(Aim of the exercise):
Every line in the data must be transcribed exactly.

(Data records):

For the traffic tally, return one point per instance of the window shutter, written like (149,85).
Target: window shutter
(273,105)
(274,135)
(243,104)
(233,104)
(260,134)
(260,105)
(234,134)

(Exercise output):
For the traffic tally, return one point per instance of the window shutter, written like (149,85).
Target: window shutter
(273,105)
(274,135)
(243,104)
(233,104)
(260,134)
(260,105)
(234,134)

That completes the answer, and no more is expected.